::: Exercise data
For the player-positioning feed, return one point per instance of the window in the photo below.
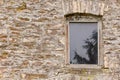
(84, 42)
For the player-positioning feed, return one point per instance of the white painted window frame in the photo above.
(100, 45)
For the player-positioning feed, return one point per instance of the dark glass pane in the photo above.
(83, 43)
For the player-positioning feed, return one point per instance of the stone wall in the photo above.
(32, 40)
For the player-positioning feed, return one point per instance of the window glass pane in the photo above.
(83, 39)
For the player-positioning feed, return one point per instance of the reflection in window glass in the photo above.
(83, 39)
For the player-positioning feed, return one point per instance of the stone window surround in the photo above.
(84, 17)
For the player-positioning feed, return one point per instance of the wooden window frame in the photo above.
(100, 44)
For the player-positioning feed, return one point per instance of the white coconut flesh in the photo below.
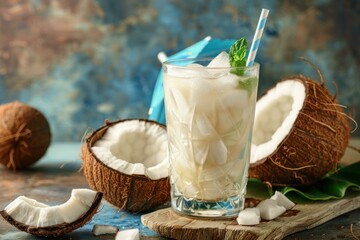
(135, 147)
(129, 234)
(275, 115)
(36, 214)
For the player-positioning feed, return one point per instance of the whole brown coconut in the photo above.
(24, 135)
(309, 147)
(131, 192)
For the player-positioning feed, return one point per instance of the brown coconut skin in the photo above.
(133, 193)
(24, 135)
(315, 144)
(58, 229)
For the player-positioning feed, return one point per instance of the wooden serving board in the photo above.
(303, 216)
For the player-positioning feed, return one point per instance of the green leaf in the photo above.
::::::
Objective:
Please turn all the items above into a numbered list, leaving out blank lines and the pictures.

Worked solution:
1. For the player-positioning feed, return one point per instance of the window in the photo below.
2. (84, 42)
3. For the player-positioning feed, return one point per instance of the white painted window frame in the photo above.
4. (100, 45)
5. For the player-positioning feed, return one point per instance of the dark glass pane in the photo above.
6. (83, 43)
7. For the player-positioning feed, return one point per instance of the stone wall in the photo above.
8. (32, 40)
9. For the player-positioning feed, return one point per instance of the window glass pane in the photo above.
10. (83, 39)
11. For the player-positioning feed, return one point per instance of the reflection in window glass in the photo above.
12. (83, 39)
13. For the player-positioning feed, return one point per instance of the stone window surround in the photo above.
14. (84, 17)
15. For the player-positioning feed, return one point per instance of the wooden window frame in the photo above.
16. (100, 44)
17. For the player-positioning feed, return one point per instance of the white coconut flesh in the photo below.
18. (135, 147)
19. (129, 234)
20. (275, 115)
21. (36, 214)
22. For the player-positioning feed, return one point per instance of the whole brown coconut in the photo above.
23. (24, 135)
24. (309, 147)
25. (131, 192)
26. For the player-positioning feed, return one point per instance of the brown coconut skin in the photo above.
27. (133, 193)
28. (24, 135)
29. (315, 144)
30. (58, 229)
31. For the player-positioning feed, return one point per instance of the wooden serving board in the photo above.
32. (303, 216)
33. For the player-positioning feed, return one point per instance of the green leaf in the photo above.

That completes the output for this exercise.